### SOURCE TEXT

▼

Open dmikushin opened 9 months ago

dmikushin commented 9 months ago

When running bwrap within a job of a SLURM cluster node, I get the following error:

$ srun user  
bwrap: pivot_root: Invalid argument

It's highly desirable to let bwrap pass through srun, because this way bwap would also work for the cluster jobs!

smcv commented 9 months ago

a SLURM cluster node

Sorry, I have only the most vague possible idea of what this is. If the only thing the kernel is willing to tell us is "Invalid argument" then it is unlikely to be solvable without someone with root on a suitable system digging into what the exact situation is.

bubblewrap's use of pivot_root is known not to be possible when inside a chroot environment (#135). If SLURM cluster nodes involve running user-supplied code in a chroot or container, there is probably nothing that bubblewrap can do to solve this: if the cluster node does not allow bubblewrap to make the syscalls that it requires to do its job, then we can't do impossible things.

It's highly desirable

I'm sure it is, but that desire doesn't make it possible for bubblewrap to do things that the kernel won't allow.

smcv commented 9 months ago

As a general thing, if there is key information about your system that is unusual and likely to be part of the root cause for an issue, please make sure to mention it in the issue title. Unfortunately it's quite common for the only information available to be pivot_root: Invalid argument, and we don't want people who get that error message for a completely different reason to be jumping onto this issue, because mixing up multiple root causes on one issue report makes it confusing and time-consuming to disentangle.

dmikushin commented 9 months ago

The failing if (pivot_root (base_path, "oldroot")) with base_path="/tmp" gives me a feeling that this setup is optional. So is there a possibility to enable/disable it, along with the related surrounding code?

dmikushin commented 9 months ago

The failure happens even with the minimum possible setup: (gdb) r --bind $HOME/chroot / bash

smcv commented 9 months ago

gives me a feeling that this setup is optional

No, the use of pivot_root is a necessary part of how bubblewrap does what it does: you can't change the root directory without changing the root directory. /tmp was just a convenient path that (we assume) is guaranteed to exist, because we need somewhere to put a temporary mount point during a transitional state while we reorganise the mount point hierarchy.

Old versions of bubblewrap used chroot(2), but that prevented recursive use of bubblewrap (bubblewrap inside bubblewrap), and also led to tools outside the container seeing misleading paths starting with /newroot when inspecting processes inside the container.

▲

Dataset records
▼

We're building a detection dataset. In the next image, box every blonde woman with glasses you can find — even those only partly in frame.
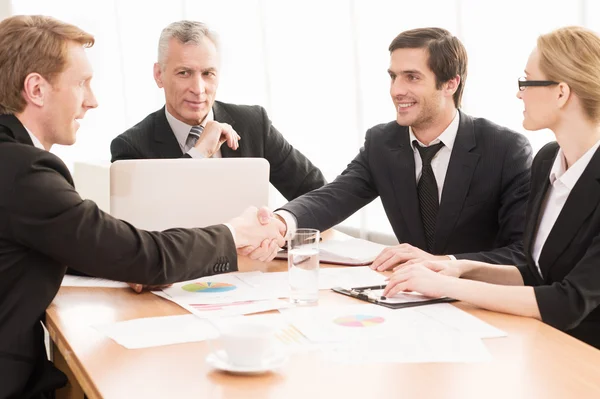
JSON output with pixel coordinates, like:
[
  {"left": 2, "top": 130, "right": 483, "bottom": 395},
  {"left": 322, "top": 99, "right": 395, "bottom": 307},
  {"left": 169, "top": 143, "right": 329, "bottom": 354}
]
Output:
[{"left": 384, "top": 27, "right": 600, "bottom": 348}]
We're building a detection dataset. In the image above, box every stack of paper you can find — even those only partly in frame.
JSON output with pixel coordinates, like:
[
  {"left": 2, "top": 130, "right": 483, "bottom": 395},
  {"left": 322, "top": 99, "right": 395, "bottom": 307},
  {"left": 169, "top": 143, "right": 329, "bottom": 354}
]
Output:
[{"left": 277, "top": 238, "right": 386, "bottom": 266}]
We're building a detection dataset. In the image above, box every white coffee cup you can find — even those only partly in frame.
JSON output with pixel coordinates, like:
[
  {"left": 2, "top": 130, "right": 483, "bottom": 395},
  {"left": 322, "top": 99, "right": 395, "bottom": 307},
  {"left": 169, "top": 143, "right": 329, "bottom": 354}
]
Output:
[{"left": 218, "top": 321, "right": 275, "bottom": 367}]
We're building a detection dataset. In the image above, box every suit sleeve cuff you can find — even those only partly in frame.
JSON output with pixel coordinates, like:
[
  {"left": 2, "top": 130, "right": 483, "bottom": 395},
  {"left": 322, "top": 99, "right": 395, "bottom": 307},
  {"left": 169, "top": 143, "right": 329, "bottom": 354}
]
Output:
[
  {"left": 187, "top": 147, "right": 206, "bottom": 159},
  {"left": 275, "top": 209, "right": 298, "bottom": 240},
  {"left": 223, "top": 223, "right": 237, "bottom": 246}
]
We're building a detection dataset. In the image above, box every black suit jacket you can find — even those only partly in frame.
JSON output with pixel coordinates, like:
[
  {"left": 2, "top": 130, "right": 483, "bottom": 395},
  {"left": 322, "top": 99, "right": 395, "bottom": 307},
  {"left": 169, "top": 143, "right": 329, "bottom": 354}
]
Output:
[
  {"left": 110, "top": 101, "right": 326, "bottom": 200},
  {"left": 0, "top": 115, "right": 237, "bottom": 398},
  {"left": 519, "top": 143, "right": 600, "bottom": 349},
  {"left": 282, "top": 112, "right": 531, "bottom": 264}
]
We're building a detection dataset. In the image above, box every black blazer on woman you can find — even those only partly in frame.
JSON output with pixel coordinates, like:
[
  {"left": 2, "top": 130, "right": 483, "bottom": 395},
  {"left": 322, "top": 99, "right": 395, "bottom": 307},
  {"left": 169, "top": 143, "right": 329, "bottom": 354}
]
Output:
[{"left": 519, "top": 142, "right": 600, "bottom": 348}]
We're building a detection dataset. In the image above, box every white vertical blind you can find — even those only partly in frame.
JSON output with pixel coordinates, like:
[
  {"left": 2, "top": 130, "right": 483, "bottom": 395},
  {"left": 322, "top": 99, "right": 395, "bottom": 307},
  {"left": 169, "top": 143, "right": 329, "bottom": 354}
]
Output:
[{"left": 9, "top": 0, "right": 600, "bottom": 242}]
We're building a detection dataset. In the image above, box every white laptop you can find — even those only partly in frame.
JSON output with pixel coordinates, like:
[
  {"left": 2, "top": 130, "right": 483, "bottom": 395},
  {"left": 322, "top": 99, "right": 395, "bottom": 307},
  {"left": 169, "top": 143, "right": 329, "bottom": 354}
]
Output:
[{"left": 110, "top": 158, "right": 269, "bottom": 230}]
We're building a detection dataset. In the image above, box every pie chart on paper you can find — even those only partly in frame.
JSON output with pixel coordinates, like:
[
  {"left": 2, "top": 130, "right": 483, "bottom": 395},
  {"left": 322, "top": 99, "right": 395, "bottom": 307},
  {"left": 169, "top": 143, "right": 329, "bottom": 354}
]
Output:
[
  {"left": 333, "top": 314, "right": 385, "bottom": 327},
  {"left": 181, "top": 282, "right": 237, "bottom": 294}
]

▲

### COMPLETE THE FOLLOWING
1. In the bubblewrap issue thread, give the username attached to each comment, in the order the comments appear.
2. According to the bubblewrap issue thread, what two problems came from old versions of bubblewrap using chroot(2)?
3. Continue the bubblewrap issue thread from its last comment.
The material above has no role here.

### FINAL RESULTS
1. dmikushin, smcv, smcv, dmikushin, dmikushin, smcv

2. It prevented recursive use of bubblewrap, and it made tools outside the container see misleading paths starting with /newroot when inspecting processes inside it.

3.
dmikushin commented 9 months ago

Old versions of bubblewrap used chroot(2)

Oh, good to know that it actually matches my other result made of a fakeroot/fakechroot pair: there I don't see the need for pivot_root, and in the same SLURM environment they worked well, but are not so nice and new as bubblewrap.

dmikushin commented 9 months ago

I've figured out that bubblewrap works when my root folder is on the local disk. But when I go to the compute node of cluster, this local disk is now mounted via NFS. And this seems to be the actual reason why bubblewrap does not work: it does not like NFS. Is pivot_root() unavailable for NFS or for any network file system in general?

smcv commented 9 months ago

pivot_root has some poorly-documented restrictions, and NFS is quite an unusual filesystem, so it probably doesn't fit one of those restrictions?

dmikushin commented 9 months ago

Yes, however Linux can even boot with NFS root filesystem, this is known to work since classic times. This problem is not well known, I found only one related issue.

rusty-snake commented 9 months ago

FWIW, the documented cases of EINVAL

  • EINVAL new_root is not a mount point.
  • EINVAL put_old is not at or underneath new_root.
  • EINVAL The current root directory is not a mount point (because of an earlier chroot(2)).
  • EINVAL The current root is on the rootfs (initial ramfs) mount; see NOTES.
  • EINVAL Either the mount point at new_root, or the parent mount of that mount point, has propagation type MS_SHARED.
  • EINVAL put_old is a mount point and has the propagation type MS_SHARED.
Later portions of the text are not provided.